*Goal of the exercise*: Update the lines below, swapping each "--find" for "--locate" and keeping everything else unchanged.

*The records*:
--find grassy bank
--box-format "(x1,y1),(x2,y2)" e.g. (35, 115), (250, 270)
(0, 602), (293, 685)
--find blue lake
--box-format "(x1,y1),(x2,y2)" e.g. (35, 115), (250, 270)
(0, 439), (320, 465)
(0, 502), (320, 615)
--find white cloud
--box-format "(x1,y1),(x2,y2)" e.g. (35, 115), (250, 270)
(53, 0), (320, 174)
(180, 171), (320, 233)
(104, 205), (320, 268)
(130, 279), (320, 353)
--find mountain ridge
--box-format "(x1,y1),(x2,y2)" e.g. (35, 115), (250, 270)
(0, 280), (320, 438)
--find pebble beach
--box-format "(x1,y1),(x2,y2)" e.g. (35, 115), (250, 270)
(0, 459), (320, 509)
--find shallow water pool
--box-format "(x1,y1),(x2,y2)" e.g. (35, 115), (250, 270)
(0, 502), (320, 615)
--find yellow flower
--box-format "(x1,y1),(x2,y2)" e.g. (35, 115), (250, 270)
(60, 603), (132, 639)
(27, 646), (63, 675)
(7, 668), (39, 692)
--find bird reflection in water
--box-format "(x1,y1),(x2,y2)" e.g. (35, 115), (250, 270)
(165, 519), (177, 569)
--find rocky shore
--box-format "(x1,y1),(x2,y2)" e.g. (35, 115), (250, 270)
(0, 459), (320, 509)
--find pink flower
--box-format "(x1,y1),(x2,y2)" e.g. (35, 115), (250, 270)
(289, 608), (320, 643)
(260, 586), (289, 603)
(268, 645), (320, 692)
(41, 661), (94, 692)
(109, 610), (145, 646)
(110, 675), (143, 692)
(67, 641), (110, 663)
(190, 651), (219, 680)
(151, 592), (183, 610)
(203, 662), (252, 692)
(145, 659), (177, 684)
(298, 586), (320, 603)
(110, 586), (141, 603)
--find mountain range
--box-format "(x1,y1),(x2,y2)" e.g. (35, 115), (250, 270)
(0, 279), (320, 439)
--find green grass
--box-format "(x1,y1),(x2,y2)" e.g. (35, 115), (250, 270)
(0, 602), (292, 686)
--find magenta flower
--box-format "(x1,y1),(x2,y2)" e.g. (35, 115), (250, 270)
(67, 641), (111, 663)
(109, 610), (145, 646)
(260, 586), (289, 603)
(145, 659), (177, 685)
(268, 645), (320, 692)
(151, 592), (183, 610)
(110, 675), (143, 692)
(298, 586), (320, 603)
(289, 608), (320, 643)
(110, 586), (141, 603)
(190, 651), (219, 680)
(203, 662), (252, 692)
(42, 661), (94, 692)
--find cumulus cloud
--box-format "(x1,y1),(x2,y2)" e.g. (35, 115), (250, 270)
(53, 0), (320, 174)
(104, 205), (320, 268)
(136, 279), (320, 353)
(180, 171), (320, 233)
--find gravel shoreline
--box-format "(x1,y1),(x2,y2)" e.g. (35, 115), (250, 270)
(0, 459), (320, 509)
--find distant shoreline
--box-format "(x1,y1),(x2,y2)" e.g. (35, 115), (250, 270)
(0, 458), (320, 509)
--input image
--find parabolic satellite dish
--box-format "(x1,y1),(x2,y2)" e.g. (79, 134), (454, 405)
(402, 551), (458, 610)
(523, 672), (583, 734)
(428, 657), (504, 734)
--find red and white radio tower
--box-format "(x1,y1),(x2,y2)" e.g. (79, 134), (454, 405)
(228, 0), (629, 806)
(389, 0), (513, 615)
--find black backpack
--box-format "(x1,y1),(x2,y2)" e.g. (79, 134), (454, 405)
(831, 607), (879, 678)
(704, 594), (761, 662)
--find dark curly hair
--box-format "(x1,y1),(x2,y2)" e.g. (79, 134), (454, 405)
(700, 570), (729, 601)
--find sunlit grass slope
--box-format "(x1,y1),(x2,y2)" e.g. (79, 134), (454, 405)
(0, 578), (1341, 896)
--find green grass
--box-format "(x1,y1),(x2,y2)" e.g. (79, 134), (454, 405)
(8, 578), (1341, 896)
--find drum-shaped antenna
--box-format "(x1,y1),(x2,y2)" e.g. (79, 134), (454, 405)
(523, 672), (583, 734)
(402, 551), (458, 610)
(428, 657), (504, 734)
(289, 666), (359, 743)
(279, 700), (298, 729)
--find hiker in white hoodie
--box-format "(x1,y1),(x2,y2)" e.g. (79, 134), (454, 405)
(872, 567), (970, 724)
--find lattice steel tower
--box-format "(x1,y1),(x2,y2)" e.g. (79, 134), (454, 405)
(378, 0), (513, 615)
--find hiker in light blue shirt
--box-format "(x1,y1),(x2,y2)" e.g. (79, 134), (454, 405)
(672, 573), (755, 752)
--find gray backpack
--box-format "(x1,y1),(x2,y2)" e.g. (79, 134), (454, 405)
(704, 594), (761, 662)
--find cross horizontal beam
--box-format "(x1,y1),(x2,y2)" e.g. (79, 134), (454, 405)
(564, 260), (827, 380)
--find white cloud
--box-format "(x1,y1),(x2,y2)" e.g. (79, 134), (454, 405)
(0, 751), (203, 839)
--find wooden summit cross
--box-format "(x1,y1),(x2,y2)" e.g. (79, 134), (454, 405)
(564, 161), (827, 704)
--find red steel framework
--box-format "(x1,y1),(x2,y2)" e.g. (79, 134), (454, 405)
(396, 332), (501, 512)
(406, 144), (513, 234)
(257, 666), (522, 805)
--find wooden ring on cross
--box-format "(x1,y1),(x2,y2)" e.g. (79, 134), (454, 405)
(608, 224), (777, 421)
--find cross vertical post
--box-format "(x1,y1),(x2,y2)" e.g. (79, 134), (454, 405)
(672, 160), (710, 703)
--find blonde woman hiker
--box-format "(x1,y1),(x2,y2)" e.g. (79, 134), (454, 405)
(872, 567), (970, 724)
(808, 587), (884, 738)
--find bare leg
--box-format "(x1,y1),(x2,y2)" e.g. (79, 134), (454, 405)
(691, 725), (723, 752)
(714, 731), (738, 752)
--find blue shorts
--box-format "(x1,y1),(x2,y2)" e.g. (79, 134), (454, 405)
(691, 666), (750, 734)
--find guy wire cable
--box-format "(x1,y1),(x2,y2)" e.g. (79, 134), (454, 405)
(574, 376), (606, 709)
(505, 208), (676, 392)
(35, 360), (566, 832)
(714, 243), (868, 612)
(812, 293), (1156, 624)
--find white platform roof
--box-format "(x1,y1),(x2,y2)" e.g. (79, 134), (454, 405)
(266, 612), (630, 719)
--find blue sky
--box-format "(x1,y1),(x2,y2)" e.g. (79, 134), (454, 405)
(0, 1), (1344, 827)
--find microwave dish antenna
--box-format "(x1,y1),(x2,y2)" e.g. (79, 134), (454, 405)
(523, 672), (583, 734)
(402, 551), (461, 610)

*Solution for this problem*:
--locate grassy bank
--box-format "(x1,y1),(x2,y2)" e.g. (35, 115), (250, 270)
(0, 602), (293, 685)
--locate blue lake
--box-format "(x1,y1),(x2,y2)" e.g. (35, 115), (250, 270)
(0, 439), (320, 465)
(0, 502), (320, 615)
--locate white cloud
--box-format "(x1,y1),(x2,y2)" e.g. (35, 115), (250, 270)
(53, 0), (320, 174)
(180, 171), (320, 233)
(104, 205), (320, 268)
(130, 279), (320, 353)
--locate mountain ridge
--box-format "(x1,y1),(x2,y2)" e.g. (35, 115), (250, 270)
(0, 280), (320, 438)
--locate pebble beach
--box-format "(x1,y1),(x2,y2)" e.g. (35, 115), (250, 270)
(0, 459), (320, 509)
--locate shallow water pool
--box-format "(x1,y1),(x2,y2)" e.g. (35, 115), (250, 270)
(0, 502), (320, 615)
--locate yellow flower
--box-format "(x1,y1),(x2,y2)" e.g. (35, 115), (250, 270)
(60, 603), (132, 639)
(27, 646), (63, 675)
(7, 668), (39, 692)
--locate bird reflection in water
--box-format "(x1,y1),(x2,y2)" e.g. (35, 115), (250, 270)
(165, 519), (177, 569)
--locate rocky shore
--box-format "(x1,y1),(x2,y2)" e.g. (35, 115), (250, 270)
(0, 459), (320, 509)
--locate pink flower
--box-format "(x1,y1),(x2,y2)" e.g. (35, 115), (250, 270)
(289, 608), (320, 643)
(260, 586), (289, 603)
(268, 645), (320, 692)
(41, 661), (94, 692)
(109, 610), (145, 646)
(110, 675), (143, 692)
(67, 641), (110, 663)
(190, 651), (219, 680)
(151, 592), (183, 610)
(203, 662), (252, 692)
(145, 659), (177, 684)
(298, 586), (320, 603)
(110, 586), (141, 603)
--locate mountain range
--box-format "(x1,y1),(x2,y2)" e.g. (35, 115), (250, 270)
(0, 279), (320, 439)
--locate green grass
--box-format "(x1,y1),(x2,y2)" e.g. (35, 115), (250, 270)
(0, 602), (292, 686)
--locate magenta flower
--box-format "(x1,y1),(x2,y2)" e.g. (35, 115), (250, 270)
(67, 641), (111, 663)
(109, 610), (145, 646)
(260, 586), (289, 603)
(145, 659), (177, 685)
(268, 645), (320, 692)
(151, 592), (183, 610)
(110, 675), (143, 692)
(298, 586), (320, 603)
(289, 608), (320, 643)
(110, 586), (141, 603)
(190, 651), (219, 680)
(203, 662), (252, 692)
(42, 661), (94, 692)
--locate cumulus cloud
--box-format "(x1,y1),(x2,y2)" e.g. (35, 115), (250, 270)
(53, 0), (320, 174)
(104, 205), (320, 268)
(136, 279), (320, 353)
(180, 171), (320, 233)
--locate gravel shoreline
--box-format "(x1,y1),(x2,y2)" e.g. (35, 115), (250, 270)
(0, 459), (320, 509)
--locate distant shoreline
--box-format "(x1,y1),(x2,y2)" e.g. (35, 115), (250, 270)
(0, 458), (320, 509)
--input image
--locate parabolic satellite dish
--box-format "(x1,y1),(x2,y2)" e.g. (79, 134), (454, 405)
(402, 551), (458, 610)
(523, 672), (583, 734)
(428, 657), (504, 734)
--locate red and white radio tower
--box-format "(x1,y1),(x2,y2)" e.g. (79, 134), (454, 405)
(228, 0), (629, 806)
(389, 0), (513, 615)
--locate black backpack
--box-format "(x1,y1),(x2,y2)" e.g. (79, 134), (454, 405)
(831, 607), (879, 678)
(704, 594), (761, 662)
--locate dark curly hair
--box-format "(x1,y1),(x2,y2)" e.g. (79, 134), (454, 405)
(700, 570), (729, 601)
--locate sunlit grass slope
--box-format "(x1,y1),(x2,y2)" e.g. (79, 134), (454, 405)
(0, 578), (1341, 896)
--locate green grass
--box-format "(x1,y1),(x2,y2)" e.g. (79, 134), (454, 405)
(8, 578), (1341, 896)
--locate drum-shaped antenna
--box-format "(x1,y1),(x2,y2)" e.g. (79, 134), (454, 405)
(523, 672), (583, 734)
(402, 551), (458, 610)
(428, 657), (504, 734)
(289, 666), (359, 743)
(279, 700), (298, 729)
--locate hiker in white hoodie
--box-format "(x1,y1),(x2,y2)" e.g. (79, 134), (454, 405)
(872, 567), (970, 724)
--locate lattice steel tower
--box-format "(x1,y1),(x2,y2)" e.g. (79, 134), (454, 405)
(378, 0), (513, 615)
--locate hiker in light blue shirt
--box-format "(x1,y1),(x2,y2)" e.g. (79, 134), (454, 405)
(672, 573), (755, 752)
--locate gray backpack
--box-format "(x1,y1),(x2,y2)" e.g. (79, 134), (454, 405)
(704, 594), (761, 662)
--locate cross horizontal beam
--box-format "(x1,y1),(x2,y2)" e.g. (79, 134), (454, 405)
(564, 260), (827, 380)
--locate white cloud
--box-format "(x1,y1),(x2,y2)" e.g. (79, 134), (454, 405)
(0, 751), (203, 839)
--locate wooden summit cross
--box-format "(x1,y1),(x2,y2)" e.g. (79, 134), (454, 405)
(564, 161), (827, 704)
--locate red steel framework
--box-format "(x1,y1),(x2,y2)" e.g. (79, 134), (454, 405)
(396, 332), (501, 512)
(406, 144), (513, 234)
(257, 666), (522, 805)
--locate wooden ring on cross
--box-format "(x1,y1),(x2,y2)" e.g. (79, 134), (454, 405)
(608, 224), (777, 421)
--locate cross vertical post
--box-format "(x1,y1),(x2,y2)" e.g. (79, 134), (454, 405)
(672, 160), (710, 703)
--locate blonde woman hiker
--box-format "(x1,y1),(x2,y2)" e.g. (79, 134), (454, 405)
(872, 567), (970, 724)
(808, 587), (884, 738)
--locate bare leg
--box-format "(x1,y1),(x2,y2)" e.g. (79, 134), (454, 405)
(691, 725), (723, 752)
(714, 731), (738, 752)
--locate blue shorts
--box-format "(x1,y1),(x2,y2)" e.g. (79, 134), (454, 405)
(691, 666), (750, 734)
--locate guy wire cable
--box-format "(x1,y1),(x2,y2)" e.g. (79, 134), (454, 405)
(574, 376), (606, 709)
(505, 208), (676, 392)
(35, 360), (566, 832)
(714, 243), (868, 612)
(812, 293), (1156, 624)
--locate white platform roof
--box-format "(x1,y1),(x2,y2)" e.g. (79, 134), (454, 405)
(266, 612), (630, 719)
--locate blue sky
--box-format "(x1,y1),(x2,y2)" e.g. (79, 134), (454, 405)
(0, 1), (1344, 827)
--locate microwave dish antenna
--box-format "(x1,y1),(x2,y2)" e.g. (79, 134), (454, 405)
(523, 672), (583, 734)
(402, 551), (461, 610)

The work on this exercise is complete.